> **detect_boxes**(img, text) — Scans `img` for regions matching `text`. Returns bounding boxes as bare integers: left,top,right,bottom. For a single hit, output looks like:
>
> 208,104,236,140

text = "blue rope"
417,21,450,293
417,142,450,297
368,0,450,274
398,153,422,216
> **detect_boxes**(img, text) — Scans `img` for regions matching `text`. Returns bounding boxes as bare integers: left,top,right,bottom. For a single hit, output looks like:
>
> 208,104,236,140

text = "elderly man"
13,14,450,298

┄┄┄┄┄┄

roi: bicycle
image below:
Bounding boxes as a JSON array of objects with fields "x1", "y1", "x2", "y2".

┄┄┄┄┄┄

What the task requires — Return only the lines between the one holding "roi: bicycle" and the one holding "Bounding boxes as a", inclusive, exactly as they appear above.

Response for this exercise —
roi: bicycle
image below:
Bounding boxes as a JSON array of objects with fields "x1", "y1", "x2", "y2".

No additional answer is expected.